:: KUTIPAN HALAMAN ::
--------

Pram juga tak berkutat pada novel untuk menjelaskan Indonesia. Lalu ia memilih menggunting koran sebagai sebuah kegiatan untuk merangkum Indonesia dalam dunia paling pribadi dan intim Pram. Ia membuat kronik. Sejak 1982 ia merancang Ensiklopedi Citrawi Indonesia atau Ensiklopedi Kawasan Indonesia yang mencitrakan kawasan Indonesia yang beragam, indah, dan kaya tetapi diperintah oleh penguasa-penguasa yang bebal dan jahat.

Kegiatan menulis buku yang setebal-tebal bantal itu dilakukan Pram bukan usaha angin-anginan atau iseng-isengan untuk kebutuhan diri sendiri, tapi diniatkan sebagai tugas nasional. Secara pribadi dan tanpa disokong serta diperhatikan pemerintah, ia bekerja sendiri melakukan itu. Ia bangun sendiri koleksinya, ia rancang sendiri waktu kerjanya dengan kedisiplinan yang luar biasa.

Karena semangat kerja yang dingin, sepi sunyi, dan sendirian itu ia menjadi terlihat sangat individualis dan sekaligus menjadi buku polemis. Sebab ia tak mau menurut dengan asumsi umum yang lazim karena memang masyarakat umum dan pemerintah tak mau tahu dengan dirinya. Dan karakter Pram seperti itu yang menjadikan karakter bukunya menjadi keras dan ofensif.

--------

:: DATA YANG DIBERIKAN ::

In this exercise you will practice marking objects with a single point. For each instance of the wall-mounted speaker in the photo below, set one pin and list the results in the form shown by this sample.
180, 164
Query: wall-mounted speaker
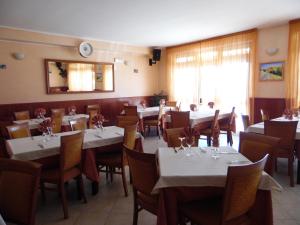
156, 54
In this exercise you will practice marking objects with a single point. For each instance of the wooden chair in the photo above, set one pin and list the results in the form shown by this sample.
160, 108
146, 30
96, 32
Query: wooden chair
213, 130
171, 103
256, 146
93, 107
264, 115
238, 198
286, 131
246, 121
211, 105
193, 107
56, 122
180, 119
144, 173
18, 131
59, 111
130, 110
19, 181
78, 124
69, 168
148, 123
227, 126
123, 121
23, 115
116, 159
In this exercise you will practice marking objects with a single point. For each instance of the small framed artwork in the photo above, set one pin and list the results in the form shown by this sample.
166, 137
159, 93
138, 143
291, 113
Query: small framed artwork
272, 71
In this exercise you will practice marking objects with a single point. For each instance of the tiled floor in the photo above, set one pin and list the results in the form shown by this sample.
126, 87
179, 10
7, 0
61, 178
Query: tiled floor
110, 207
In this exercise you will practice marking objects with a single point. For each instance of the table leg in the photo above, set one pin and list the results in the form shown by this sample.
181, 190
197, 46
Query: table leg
95, 187
298, 171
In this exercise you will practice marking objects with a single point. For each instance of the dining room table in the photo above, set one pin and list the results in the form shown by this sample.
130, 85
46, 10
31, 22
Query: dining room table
45, 149
259, 129
35, 122
197, 173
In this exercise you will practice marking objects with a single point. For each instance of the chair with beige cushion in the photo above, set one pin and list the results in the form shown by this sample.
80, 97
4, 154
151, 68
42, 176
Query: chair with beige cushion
78, 124
18, 131
22, 115
69, 168
55, 112
116, 159
286, 131
238, 198
19, 181
144, 173
256, 146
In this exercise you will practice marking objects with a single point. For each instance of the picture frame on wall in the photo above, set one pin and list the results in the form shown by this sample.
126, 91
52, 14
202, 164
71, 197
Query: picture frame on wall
271, 71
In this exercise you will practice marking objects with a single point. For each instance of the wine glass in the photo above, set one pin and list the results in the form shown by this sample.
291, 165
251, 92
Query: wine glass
181, 143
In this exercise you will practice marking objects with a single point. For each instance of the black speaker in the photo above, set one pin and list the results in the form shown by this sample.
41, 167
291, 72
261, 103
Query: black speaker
156, 54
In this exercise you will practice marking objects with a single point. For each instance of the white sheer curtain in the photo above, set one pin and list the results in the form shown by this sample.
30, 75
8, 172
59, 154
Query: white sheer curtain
219, 71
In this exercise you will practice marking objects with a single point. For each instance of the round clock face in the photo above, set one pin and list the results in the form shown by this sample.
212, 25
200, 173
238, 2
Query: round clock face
85, 49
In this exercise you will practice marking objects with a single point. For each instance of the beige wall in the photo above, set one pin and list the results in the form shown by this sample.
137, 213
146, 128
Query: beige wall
276, 37
24, 80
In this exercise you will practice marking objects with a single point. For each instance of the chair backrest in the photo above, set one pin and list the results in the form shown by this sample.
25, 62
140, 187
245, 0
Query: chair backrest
285, 130
130, 136
173, 135
143, 169
19, 182
180, 119
130, 110
171, 103
240, 190
23, 115
18, 131
211, 105
246, 121
123, 121
256, 146
70, 151
93, 107
56, 122
59, 111
79, 124
92, 114
193, 107
264, 115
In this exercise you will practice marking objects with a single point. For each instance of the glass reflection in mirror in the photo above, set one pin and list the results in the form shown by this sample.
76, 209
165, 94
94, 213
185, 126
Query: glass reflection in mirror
72, 77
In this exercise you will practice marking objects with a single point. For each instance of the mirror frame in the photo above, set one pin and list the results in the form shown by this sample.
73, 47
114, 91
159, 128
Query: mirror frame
75, 61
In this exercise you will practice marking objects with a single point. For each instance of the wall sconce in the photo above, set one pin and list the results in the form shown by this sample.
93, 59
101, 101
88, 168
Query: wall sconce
18, 55
272, 51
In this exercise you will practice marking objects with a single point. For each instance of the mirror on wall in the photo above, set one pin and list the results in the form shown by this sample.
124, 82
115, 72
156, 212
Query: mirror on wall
64, 76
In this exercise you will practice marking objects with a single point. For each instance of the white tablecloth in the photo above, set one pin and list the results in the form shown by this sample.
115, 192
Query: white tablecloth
34, 123
36, 147
151, 111
259, 127
196, 167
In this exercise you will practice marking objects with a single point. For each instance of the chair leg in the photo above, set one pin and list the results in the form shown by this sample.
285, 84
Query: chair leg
124, 181
42, 186
63, 199
81, 188
291, 170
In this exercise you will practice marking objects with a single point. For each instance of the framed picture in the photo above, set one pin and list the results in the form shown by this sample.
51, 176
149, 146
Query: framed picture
272, 71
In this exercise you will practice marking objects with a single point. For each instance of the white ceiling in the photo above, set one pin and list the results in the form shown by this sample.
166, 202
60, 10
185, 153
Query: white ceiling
146, 22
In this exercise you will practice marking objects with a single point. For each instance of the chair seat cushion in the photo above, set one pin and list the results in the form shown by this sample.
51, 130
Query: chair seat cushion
150, 203
53, 175
110, 159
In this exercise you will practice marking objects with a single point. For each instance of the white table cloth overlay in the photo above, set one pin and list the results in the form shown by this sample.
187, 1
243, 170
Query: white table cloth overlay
259, 127
34, 123
35, 147
201, 167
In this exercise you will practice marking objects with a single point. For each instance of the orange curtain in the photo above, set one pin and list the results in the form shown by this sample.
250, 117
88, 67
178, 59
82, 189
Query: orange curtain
293, 66
213, 69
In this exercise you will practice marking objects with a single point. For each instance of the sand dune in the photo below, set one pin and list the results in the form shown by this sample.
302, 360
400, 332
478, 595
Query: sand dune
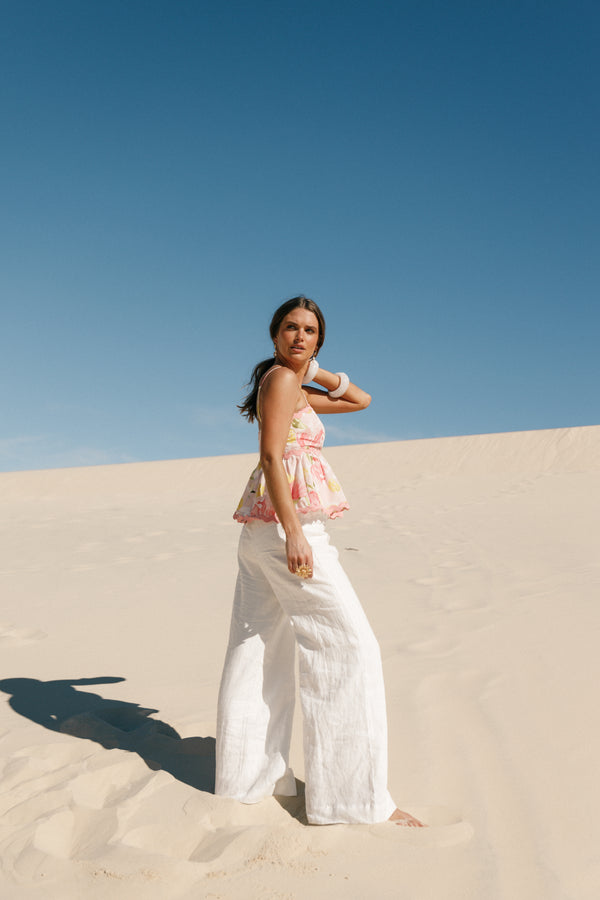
476, 559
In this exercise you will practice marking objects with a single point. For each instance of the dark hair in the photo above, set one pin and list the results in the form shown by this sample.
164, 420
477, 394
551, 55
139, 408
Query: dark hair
248, 407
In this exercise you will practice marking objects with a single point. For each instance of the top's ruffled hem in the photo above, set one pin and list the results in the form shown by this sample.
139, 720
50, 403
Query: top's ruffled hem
331, 512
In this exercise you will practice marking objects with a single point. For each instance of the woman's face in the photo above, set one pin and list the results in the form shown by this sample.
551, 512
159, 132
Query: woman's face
296, 340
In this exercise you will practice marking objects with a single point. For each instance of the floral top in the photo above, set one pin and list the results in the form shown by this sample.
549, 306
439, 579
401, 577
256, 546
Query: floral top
313, 485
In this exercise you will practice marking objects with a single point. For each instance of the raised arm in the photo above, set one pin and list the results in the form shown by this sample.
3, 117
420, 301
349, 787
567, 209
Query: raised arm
278, 401
352, 400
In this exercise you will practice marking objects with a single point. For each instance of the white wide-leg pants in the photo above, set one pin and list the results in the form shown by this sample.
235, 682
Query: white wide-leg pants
341, 684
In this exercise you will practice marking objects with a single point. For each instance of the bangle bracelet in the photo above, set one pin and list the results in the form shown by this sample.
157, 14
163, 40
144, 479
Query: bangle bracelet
313, 368
341, 388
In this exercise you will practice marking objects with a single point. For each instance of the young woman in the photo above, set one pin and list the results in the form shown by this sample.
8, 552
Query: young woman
292, 591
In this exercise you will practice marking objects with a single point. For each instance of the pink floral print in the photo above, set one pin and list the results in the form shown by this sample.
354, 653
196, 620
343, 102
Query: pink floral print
313, 485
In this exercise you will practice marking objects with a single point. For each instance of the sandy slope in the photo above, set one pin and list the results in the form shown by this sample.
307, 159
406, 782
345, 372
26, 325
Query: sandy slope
477, 561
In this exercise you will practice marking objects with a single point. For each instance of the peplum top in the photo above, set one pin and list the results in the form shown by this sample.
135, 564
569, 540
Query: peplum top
313, 485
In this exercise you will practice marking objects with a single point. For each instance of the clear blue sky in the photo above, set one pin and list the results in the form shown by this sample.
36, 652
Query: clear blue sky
171, 171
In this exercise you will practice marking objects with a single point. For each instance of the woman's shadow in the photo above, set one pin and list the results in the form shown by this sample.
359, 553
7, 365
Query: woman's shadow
59, 706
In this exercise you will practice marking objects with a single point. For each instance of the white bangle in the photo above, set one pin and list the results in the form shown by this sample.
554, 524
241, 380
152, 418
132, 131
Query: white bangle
313, 368
341, 388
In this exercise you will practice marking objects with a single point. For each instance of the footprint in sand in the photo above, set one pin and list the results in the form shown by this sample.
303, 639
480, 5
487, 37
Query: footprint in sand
445, 827
15, 637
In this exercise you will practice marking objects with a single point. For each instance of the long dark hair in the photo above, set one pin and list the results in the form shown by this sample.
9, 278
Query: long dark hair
248, 407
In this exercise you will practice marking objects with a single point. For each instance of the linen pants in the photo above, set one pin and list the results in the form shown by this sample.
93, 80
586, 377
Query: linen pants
341, 684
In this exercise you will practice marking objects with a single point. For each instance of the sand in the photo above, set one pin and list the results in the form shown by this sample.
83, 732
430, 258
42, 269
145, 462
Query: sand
476, 559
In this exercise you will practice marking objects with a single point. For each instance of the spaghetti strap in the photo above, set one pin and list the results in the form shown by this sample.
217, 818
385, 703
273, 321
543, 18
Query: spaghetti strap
268, 372
260, 384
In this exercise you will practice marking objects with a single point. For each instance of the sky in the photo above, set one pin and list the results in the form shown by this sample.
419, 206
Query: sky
171, 171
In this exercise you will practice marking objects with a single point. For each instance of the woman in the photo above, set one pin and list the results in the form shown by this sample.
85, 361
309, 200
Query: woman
291, 590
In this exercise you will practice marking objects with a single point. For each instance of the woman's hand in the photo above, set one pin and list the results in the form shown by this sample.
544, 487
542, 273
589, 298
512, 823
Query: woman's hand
298, 553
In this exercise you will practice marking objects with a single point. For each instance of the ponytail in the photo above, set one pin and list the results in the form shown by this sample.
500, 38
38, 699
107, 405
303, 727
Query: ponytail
249, 407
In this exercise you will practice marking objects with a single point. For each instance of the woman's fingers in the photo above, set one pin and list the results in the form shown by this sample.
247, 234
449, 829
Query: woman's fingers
299, 557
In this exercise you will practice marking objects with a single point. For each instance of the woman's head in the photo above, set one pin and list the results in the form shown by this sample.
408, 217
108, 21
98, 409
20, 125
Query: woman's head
288, 307
248, 407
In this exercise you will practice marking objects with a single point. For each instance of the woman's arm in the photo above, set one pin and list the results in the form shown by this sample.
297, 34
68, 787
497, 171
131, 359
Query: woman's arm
353, 399
278, 401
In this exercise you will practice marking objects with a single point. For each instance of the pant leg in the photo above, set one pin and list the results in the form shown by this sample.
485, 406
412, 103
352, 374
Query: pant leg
341, 687
257, 693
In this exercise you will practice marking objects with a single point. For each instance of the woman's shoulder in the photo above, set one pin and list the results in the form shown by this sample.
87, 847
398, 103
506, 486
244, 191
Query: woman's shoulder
280, 376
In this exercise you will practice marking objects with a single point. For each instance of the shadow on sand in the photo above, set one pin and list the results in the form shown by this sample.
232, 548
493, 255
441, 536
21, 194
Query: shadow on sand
59, 706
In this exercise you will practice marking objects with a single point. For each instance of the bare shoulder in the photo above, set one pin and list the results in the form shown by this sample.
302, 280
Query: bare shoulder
281, 379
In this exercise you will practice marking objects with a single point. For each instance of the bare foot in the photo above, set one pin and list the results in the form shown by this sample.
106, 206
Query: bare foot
401, 818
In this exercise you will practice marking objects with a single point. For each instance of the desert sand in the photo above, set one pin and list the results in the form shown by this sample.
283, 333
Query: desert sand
477, 561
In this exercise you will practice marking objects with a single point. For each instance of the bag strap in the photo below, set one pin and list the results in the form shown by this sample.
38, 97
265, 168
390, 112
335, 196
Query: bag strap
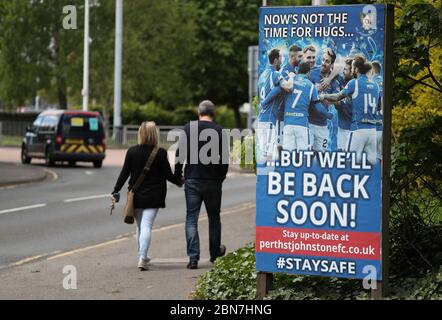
146, 168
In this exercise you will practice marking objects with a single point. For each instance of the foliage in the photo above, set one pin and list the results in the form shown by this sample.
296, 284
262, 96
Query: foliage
36, 53
225, 30
232, 277
416, 199
417, 35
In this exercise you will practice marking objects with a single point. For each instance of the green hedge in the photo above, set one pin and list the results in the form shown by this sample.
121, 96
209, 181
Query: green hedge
233, 277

--------

:: TANTANGAN ::
**A)** Salin kembali bagian kutipan tentang Pram antara "Pram juga tak" dan "yang luar biasa.", keduanya ikut disertakan, dan ganti "koran" dengan "surat kabar".
**B)** Teruskan kutipan tentang Pram mulai dari kalimat terakhirnya.
Daftar tersebut sama sekali tidak dipakai di sini.

:: JAWABAN TUGAS ::
**A)**
Pram juga tak berkutat pada novel untuk menjelaskan Indonesia. Lalu ia memilih menggunting surat kabar sebagai sebuah kegiatan untuk merangkum Indonesia dalam dunia paling pribadi dan intim Pram. Ia membuat kronik. Sejak 1982 ia merancang Ensiklopedi Citrawi Indonesia atau Ensiklopedi Kawasan Indonesia yang mencitrakan kawasan Indonesia yang beragam, indah, dan kaya tetapi diperintah oleh penguasa-penguasa yang bebal dan jahat.

Kegiatan menulis buku yang setebal-tebal bantal itu dilakukan Pram bukan usaha angin-anginan atau iseng-isengan untuk kebutuhan diri sendiri, tapi diniatkan sebagai tugas nasional. Secara pribadi dan tanpa disokong serta diperhatikan pemerintah, ia bekerja sendiri melakukan itu. Ia bangun sendiri koleksinya, ia rancang sendiri waktu kerjanya dengan kedisiplinan yang luar biasa.

**B)**
Sejarah telah mencatat serapi-rapinya bagaimana sikap Pram yang tak mau tunduk kepada aliran kawan-kawan yang dulunya seperjuangan di Gelanggang Merdeka yang juga di sana ia pernah berperan. Ketika ia ditunjuk untuk menjadi pengasuh Lentera, lembar kebudayaan Harian Bintang Timoer yang berafiliasi secara sikap dan mata ideologi dengan Lembaga Kebudayaan Rakyat (LEKRA), ia gigih melakukan polemik dan menantang siapa pun di luar posisi dan sikap yang dibangunnya. Salah satu esainya yang keras, panas, dan menantang: “Jang Dibabat dan Jang Tumbuh”, adalah bukti dari mendidihnya polemik. Dan Pram adalah buku yang berada di titik bara itu.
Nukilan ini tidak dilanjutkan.